Detection annotation records
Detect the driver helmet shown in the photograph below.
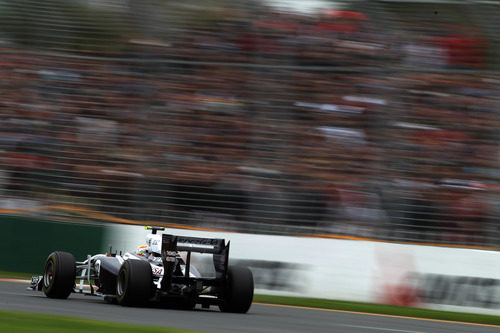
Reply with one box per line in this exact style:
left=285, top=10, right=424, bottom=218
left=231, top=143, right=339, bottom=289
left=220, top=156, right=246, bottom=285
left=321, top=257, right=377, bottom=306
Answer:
left=135, top=245, right=150, bottom=258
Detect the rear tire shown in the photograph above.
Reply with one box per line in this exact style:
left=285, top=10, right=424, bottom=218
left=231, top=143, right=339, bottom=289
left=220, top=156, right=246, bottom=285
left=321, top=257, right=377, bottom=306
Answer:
left=116, top=259, right=153, bottom=306
left=219, top=266, right=254, bottom=313
left=42, top=252, right=76, bottom=299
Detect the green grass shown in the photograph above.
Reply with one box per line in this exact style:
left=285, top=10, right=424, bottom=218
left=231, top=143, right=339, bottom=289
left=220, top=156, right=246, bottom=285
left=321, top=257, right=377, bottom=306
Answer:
left=254, top=295, right=500, bottom=325
left=0, top=311, right=201, bottom=333
left=0, top=271, right=34, bottom=280
left=0, top=271, right=500, bottom=326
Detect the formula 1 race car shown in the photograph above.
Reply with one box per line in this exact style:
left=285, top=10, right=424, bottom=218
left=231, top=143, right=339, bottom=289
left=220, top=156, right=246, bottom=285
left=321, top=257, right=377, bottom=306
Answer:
left=30, top=227, right=254, bottom=313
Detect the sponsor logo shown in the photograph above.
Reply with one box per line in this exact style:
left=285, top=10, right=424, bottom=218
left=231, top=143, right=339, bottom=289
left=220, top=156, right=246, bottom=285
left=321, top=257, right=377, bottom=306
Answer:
left=177, top=237, right=218, bottom=246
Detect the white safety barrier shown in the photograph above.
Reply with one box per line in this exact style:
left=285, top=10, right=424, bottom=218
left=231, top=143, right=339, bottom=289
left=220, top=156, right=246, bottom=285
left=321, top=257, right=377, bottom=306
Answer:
left=105, top=225, right=500, bottom=315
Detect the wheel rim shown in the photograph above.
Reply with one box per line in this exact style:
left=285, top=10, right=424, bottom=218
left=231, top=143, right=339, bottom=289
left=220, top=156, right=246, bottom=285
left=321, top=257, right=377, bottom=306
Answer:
left=43, top=260, right=54, bottom=288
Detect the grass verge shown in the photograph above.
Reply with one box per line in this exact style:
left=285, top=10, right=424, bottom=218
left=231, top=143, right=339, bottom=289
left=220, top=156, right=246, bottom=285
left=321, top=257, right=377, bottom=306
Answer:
left=0, top=311, right=200, bottom=333
left=0, top=271, right=500, bottom=331
left=253, top=295, right=500, bottom=326
left=0, top=271, right=34, bottom=280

# What is being asked
Format all the rows above as a two-column CSV with the headers "prompt" and "boxes": put each row's text and its answer in one quoted field each, with line breaks turned into spaces. Leave out the pictures.

# Task solution
prompt,boxes
"Detect the driver helmet shown in the photograph below. Reply with one box per line in this exact style: left=285, top=10, right=424, bottom=218 left=231, top=143, right=339, bottom=289 left=220, top=156, right=246, bottom=285 left=321, top=257, right=377, bottom=306 Answer:","left=135, top=245, right=150, bottom=258"
"Detect the rear tire shown in the photograph above. Reply with one box per line in this exact style: left=285, top=10, right=424, bottom=218 left=231, top=143, right=339, bottom=289 left=220, top=156, right=246, bottom=285 left=321, top=257, right=377, bottom=306 Answer:","left=116, top=259, right=153, bottom=306 left=219, top=266, right=254, bottom=313 left=42, top=252, right=76, bottom=299"
"Detect the green grass shown in the photograph above. Reply with one box per line in this exact style: left=285, top=10, right=424, bottom=218 left=231, top=143, right=339, bottom=289 left=220, top=156, right=246, bottom=285 left=321, top=257, right=377, bottom=306 Answer:","left=254, top=295, right=500, bottom=325 left=0, top=311, right=201, bottom=333 left=0, top=271, right=34, bottom=280 left=0, top=271, right=500, bottom=326"
"Detect the formula 1 race car shown in the photograph above. Reply with one box per line in this exact style: left=285, top=10, right=424, bottom=218 left=231, top=143, right=339, bottom=289 left=220, top=156, right=246, bottom=285 left=321, top=257, right=377, bottom=306 Answer:","left=30, top=227, right=254, bottom=313"
"Detect the sponsor logo shown in the photograph above. Reply with one box per line in this exact style: left=285, top=10, right=424, bottom=218 left=231, top=143, right=339, bottom=289 left=220, top=156, right=246, bottom=285 left=321, top=257, right=377, bottom=306 Answer:","left=177, top=237, right=218, bottom=246"
"Detect the white safety barrier shown in the photograph above. Reply with one box per line in this exact style: left=285, top=10, right=424, bottom=218 left=231, top=143, right=339, bottom=289 left=220, top=156, right=246, bottom=285 left=321, top=257, right=377, bottom=306 Answer:","left=105, top=225, right=500, bottom=315"
"Detect the wheel rim shown in the photograph above. Reply with one box per line in this exact style: left=285, top=10, right=424, bottom=218 left=231, top=143, right=339, bottom=289 left=220, top=156, right=246, bottom=285 left=321, top=257, right=377, bottom=306 Answer:","left=43, top=260, right=54, bottom=288"
"Detect the grass verge shown in the photograph above. Reply with one box per line in this exact style: left=285, top=10, right=424, bottom=218 left=231, top=143, right=339, bottom=289 left=220, top=156, right=246, bottom=285 left=321, top=257, right=377, bottom=306 Answer:","left=0, top=311, right=200, bottom=333 left=0, top=271, right=500, bottom=331 left=253, top=295, right=500, bottom=326 left=0, top=271, right=34, bottom=280"